**Work to complete:** Rewrite the entries below, replacing every occurrence of "JSON array" with "JSON list" and leaving everything else unchanged.

**Source data:**
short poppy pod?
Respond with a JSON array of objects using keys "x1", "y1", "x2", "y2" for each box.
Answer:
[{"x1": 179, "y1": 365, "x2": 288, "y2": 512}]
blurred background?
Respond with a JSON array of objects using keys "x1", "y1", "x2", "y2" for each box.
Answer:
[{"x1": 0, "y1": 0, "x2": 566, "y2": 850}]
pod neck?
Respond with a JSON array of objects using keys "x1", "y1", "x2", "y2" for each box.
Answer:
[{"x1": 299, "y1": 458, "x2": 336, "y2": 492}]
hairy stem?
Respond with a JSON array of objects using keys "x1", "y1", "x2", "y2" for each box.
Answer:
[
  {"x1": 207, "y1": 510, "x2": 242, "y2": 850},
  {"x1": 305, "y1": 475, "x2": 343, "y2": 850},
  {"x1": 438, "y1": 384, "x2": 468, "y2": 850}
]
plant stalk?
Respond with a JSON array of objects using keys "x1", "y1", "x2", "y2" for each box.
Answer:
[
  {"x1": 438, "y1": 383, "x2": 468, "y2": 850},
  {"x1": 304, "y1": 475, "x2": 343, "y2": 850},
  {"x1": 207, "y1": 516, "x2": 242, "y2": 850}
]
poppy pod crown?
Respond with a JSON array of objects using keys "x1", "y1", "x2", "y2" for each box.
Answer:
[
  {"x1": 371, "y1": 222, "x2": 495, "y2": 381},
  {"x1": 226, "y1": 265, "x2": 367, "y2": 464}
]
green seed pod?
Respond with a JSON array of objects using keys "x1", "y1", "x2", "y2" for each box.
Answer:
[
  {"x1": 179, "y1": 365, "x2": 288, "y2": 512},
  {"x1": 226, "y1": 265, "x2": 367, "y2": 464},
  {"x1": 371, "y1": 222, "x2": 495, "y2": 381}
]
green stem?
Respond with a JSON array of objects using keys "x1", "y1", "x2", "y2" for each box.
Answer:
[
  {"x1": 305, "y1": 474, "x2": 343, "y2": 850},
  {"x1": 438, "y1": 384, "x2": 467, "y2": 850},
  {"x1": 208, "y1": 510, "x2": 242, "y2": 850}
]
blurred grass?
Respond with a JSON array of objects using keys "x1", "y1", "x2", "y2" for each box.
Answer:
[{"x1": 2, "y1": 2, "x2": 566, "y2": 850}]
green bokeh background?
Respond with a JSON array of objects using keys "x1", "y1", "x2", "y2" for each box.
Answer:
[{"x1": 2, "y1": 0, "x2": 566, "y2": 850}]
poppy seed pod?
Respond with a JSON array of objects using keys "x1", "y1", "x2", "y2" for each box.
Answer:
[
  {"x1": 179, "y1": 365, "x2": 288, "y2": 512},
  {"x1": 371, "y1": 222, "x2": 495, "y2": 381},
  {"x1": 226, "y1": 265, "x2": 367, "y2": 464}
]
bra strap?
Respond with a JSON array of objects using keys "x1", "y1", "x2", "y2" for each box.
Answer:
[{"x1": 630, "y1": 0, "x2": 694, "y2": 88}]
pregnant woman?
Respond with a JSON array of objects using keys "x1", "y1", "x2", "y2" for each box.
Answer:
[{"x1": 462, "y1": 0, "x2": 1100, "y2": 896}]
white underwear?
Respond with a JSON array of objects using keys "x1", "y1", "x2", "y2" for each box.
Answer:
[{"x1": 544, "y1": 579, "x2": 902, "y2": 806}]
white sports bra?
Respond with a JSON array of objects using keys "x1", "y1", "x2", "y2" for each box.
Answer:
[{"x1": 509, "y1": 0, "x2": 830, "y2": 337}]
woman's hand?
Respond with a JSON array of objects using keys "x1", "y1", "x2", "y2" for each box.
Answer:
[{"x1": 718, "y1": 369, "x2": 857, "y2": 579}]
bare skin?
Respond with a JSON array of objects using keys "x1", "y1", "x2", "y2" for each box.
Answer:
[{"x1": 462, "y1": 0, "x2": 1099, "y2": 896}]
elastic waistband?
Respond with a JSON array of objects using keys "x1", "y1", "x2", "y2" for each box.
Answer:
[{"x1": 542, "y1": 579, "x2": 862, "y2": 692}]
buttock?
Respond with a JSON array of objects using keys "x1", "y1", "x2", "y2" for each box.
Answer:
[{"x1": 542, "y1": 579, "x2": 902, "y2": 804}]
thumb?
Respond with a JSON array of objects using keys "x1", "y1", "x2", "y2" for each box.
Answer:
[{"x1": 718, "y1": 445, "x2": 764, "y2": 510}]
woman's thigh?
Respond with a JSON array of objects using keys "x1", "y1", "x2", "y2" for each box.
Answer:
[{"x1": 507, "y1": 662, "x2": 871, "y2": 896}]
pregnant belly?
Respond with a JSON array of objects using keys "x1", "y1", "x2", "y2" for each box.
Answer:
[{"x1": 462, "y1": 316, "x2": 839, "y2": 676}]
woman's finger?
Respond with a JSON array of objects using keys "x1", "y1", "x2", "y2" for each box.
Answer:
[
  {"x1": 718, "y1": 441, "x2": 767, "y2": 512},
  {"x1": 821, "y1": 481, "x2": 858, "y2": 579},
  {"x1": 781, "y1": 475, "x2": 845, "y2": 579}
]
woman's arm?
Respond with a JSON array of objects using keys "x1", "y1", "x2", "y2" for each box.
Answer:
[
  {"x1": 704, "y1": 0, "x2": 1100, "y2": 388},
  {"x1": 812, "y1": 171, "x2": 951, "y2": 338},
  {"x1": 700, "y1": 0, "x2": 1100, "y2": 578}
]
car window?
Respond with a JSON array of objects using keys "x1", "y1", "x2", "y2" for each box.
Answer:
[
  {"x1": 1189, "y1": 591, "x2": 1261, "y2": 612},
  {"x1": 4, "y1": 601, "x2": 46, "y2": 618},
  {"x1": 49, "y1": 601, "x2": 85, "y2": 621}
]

**The output:**
short poppy pod?
Respond with a JSON list of objects using keys "x1", "y1", "x2", "y2" for each box.
Answer:
[{"x1": 179, "y1": 365, "x2": 288, "y2": 512}]
blurred background?
Respond with a JSON list of objects using keys "x1", "y1", "x2", "y2" for each box.
Answer:
[{"x1": 0, "y1": 0, "x2": 566, "y2": 850}]
pod neck?
Respond with a JSON list of objects using keys "x1", "y1", "x2", "y2" for each box.
Answer:
[{"x1": 299, "y1": 458, "x2": 336, "y2": 492}]
hairy stem?
Respond with a JSON list of objects using keys "x1", "y1", "x2", "y2" for each box.
Answer:
[
  {"x1": 207, "y1": 510, "x2": 242, "y2": 850},
  {"x1": 305, "y1": 475, "x2": 343, "y2": 850},
  {"x1": 438, "y1": 384, "x2": 468, "y2": 850}
]
plant stalk?
Respond with a JSON list of objects using keys "x1", "y1", "x2", "y2" for each box.
Answer:
[
  {"x1": 438, "y1": 383, "x2": 468, "y2": 850},
  {"x1": 304, "y1": 475, "x2": 343, "y2": 850},
  {"x1": 207, "y1": 516, "x2": 242, "y2": 850}
]
poppy pod crown?
Respond with a JSON list of objects using keys "x1", "y1", "x2", "y2" for each box.
Answer:
[
  {"x1": 371, "y1": 222, "x2": 495, "y2": 381},
  {"x1": 226, "y1": 265, "x2": 367, "y2": 464}
]
green seed pod?
Respond with a JSON list of objects using keys "x1", "y1", "x2", "y2" for each box.
Answer:
[
  {"x1": 179, "y1": 365, "x2": 288, "y2": 512},
  {"x1": 226, "y1": 265, "x2": 367, "y2": 464},
  {"x1": 371, "y1": 222, "x2": 495, "y2": 381}
]
green stem?
Respond with a JSON list of objects using keys "x1", "y1", "x2", "y2" for each box.
Answer:
[
  {"x1": 305, "y1": 474, "x2": 343, "y2": 850},
  {"x1": 438, "y1": 384, "x2": 467, "y2": 850},
  {"x1": 208, "y1": 510, "x2": 242, "y2": 850}
]
blurred grass?
Respond with a JSON list of objects using keys "x1", "y1", "x2", "y2" for each box.
Answer:
[{"x1": 2, "y1": 2, "x2": 566, "y2": 850}]
green bokeh background?
Respond with a JSON list of objects using keys "x1", "y1", "x2", "y2" for each box.
Answer:
[{"x1": 2, "y1": 0, "x2": 566, "y2": 850}]
poppy seed pod?
Respond with a JSON list of objects using keys "x1", "y1", "x2", "y2" for each box.
Answer:
[
  {"x1": 179, "y1": 365, "x2": 288, "y2": 512},
  {"x1": 371, "y1": 222, "x2": 495, "y2": 381},
  {"x1": 226, "y1": 265, "x2": 367, "y2": 464}
]
bra strap?
Respond with a JSON list of objects using keys "x1", "y1", "x2", "y2" for each box.
Answer:
[{"x1": 630, "y1": 0, "x2": 694, "y2": 88}]
pregnant woman?
Respond with a JSON list of objects using keys "x1", "y1", "x2", "y2" for each box.
Answer:
[{"x1": 462, "y1": 0, "x2": 1100, "y2": 896}]
white underwear?
Respond with a JSON list of objects using keys "x1", "y1", "x2", "y2" for each box.
Answer:
[{"x1": 544, "y1": 579, "x2": 902, "y2": 806}]
white sports bra?
Respond with a JSON list of objects using keys "x1", "y1", "x2", "y2" for each box.
Answer:
[{"x1": 509, "y1": 0, "x2": 830, "y2": 337}]
woman's hand?
Respond with a JSON list of objects using keys "x1", "y1", "x2", "y2" for each box.
Answer:
[{"x1": 718, "y1": 369, "x2": 857, "y2": 579}]
bare skin?
Respond with a JSON list of objects using keys "x1", "y1", "x2", "y2" for each box.
Answer:
[{"x1": 462, "y1": 0, "x2": 1099, "y2": 896}]
elastic waistband?
Respond with a JSON list of objects using keys "x1", "y1", "x2", "y2" for each box.
Answer:
[{"x1": 542, "y1": 579, "x2": 862, "y2": 692}]
buttock?
Respond with a JSON list of objects using keys "x1", "y1", "x2", "y2" for each box.
Answer:
[{"x1": 542, "y1": 579, "x2": 902, "y2": 804}]
thumb?
Respond with a JSON list of objects using keys "x1", "y1", "x2", "y2" for each box.
Answer:
[{"x1": 718, "y1": 445, "x2": 764, "y2": 510}]
woman's thigh?
Respond with a JSON list of objects using keys "x1", "y1", "x2", "y2" for each box.
Answer:
[{"x1": 507, "y1": 662, "x2": 871, "y2": 896}]
pregnant belly?
Respond with a JSON list of objects using keys "x1", "y1", "x2", "y2" for each box.
Answer:
[{"x1": 462, "y1": 316, "x2": 839, "y2": 676}]
woman's finger?
Respond with a JSON list of objects using keys "x1", "y1", "x2", "y2" for each box.
Answer:
[
  {"x1": 718, "y1": 441, "x2": 767, "y2": 512},
  {"x1": 821, "y1": 481, "x2": 858, "y2": 579},
  {"x1": 781, "y1": 475, "x2": 845, "y2": 579}
]
woman's arm?
Respond with a JSON list of objects using keys "x1", "y1", "x2", "y2" for each box.
Answer:
[
  {"x1": 704, "y1": 0, "x2": 1100, "y2": 388},
  {"x1": 812, "y1": 171, "x2": 951, "y2": 338},
  {"x1": 700, "y1": 0, "x2": 1100, "y2": 578}
]
car window?
Respond with a JSON list of objects using keys "x1", "y1", "x2", "y2" for each box.
Answer:
[
  {"x1": 1189, "y1": 591, "x2": 1261, "y2": 612},
  {"x1": 4, "y1": 601, "x2": 46, "y2": 618},
  {"x1": 49, "y1": 601, "x2": 85, "y2": 621}
]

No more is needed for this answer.